• DESCRIPTION OF THE TASK
Answer these questions from the article on toad venom:
(a) In what journal was the new study published?
(b) The poison of which toad contains 5-MeO-DMT?
(c) In mouse tests, the modified compound produced antidepressant-like activity similar to that of which drug?

• EXCERPT
Content starts

Could a Toad’s Psychedelic Venom Help Treat Psychiatric Disorders?

New research from Columbia in the journal Nature suggests that modified venom could help treat depression and anxiety.

May 10, 2024

A modified psychedelic found in the venom of a poisonous toad could be an effective treatment option for depression and anxiety, a new study published this week in the journal Nature found.

Recent scientific research has shown the potential of psychedelics in treating conditions such as depression, anxiety, and substance use disorders. These substances are thought to interact with serotonin receptors. The majority of research on psychedelics has focused on a serotonin receptor called 5-HT2A, with less effort focused on investigating the role of another serotonin receptor, 5-HT1A, in the effects of these compounds. 

Dr. David Lankri, a researcher in the laboratory of Columbia Chemistry Professor Dalibor Sames, in collaboration with Dr. Daniel Wacker’s group at Icahn School of Medicine at Mt. Sinai in New York, investigated the mechanism by which the hallucinogen 5-MeO-DMT (found in the poison of the Colorado River toad and associated with intense psychedelic experiences) interacts with 5-HT1A. The researchers examined the serotonin receptor’s structure in great detail and modified specific sites in the compound. The result was a highly 5-HT1A-selective variant of 5-MeO-DMT that was then tested for efficacy in mice. In tests, the compound was found to produce similar antidepressant-like activity to ketamine. Importantly, this effect was accomplished without the hallucinogenic effects of the unaltered compound.

“We are excited to have identified a compound that has highly potent therapeutic effects while avoiding the “psychedelic receptor” 5HT2A,” said Lankri

These findings provide clarity on the ways in which this type of psychedelic can modulate the receptors in the brains of mammals and suggest a potential avenue for the development of medications for neuropsychiatric disorders. Further research is needed to assess whether these findings might translate to humans.

Content ends

• EXERCISE DATA

Content starts

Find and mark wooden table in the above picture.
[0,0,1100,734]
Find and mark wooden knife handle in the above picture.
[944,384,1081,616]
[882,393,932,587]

Content ends

• SOLUTION BELOW
(a) Nature
(b) The Colorado River toad
(c) Ketamine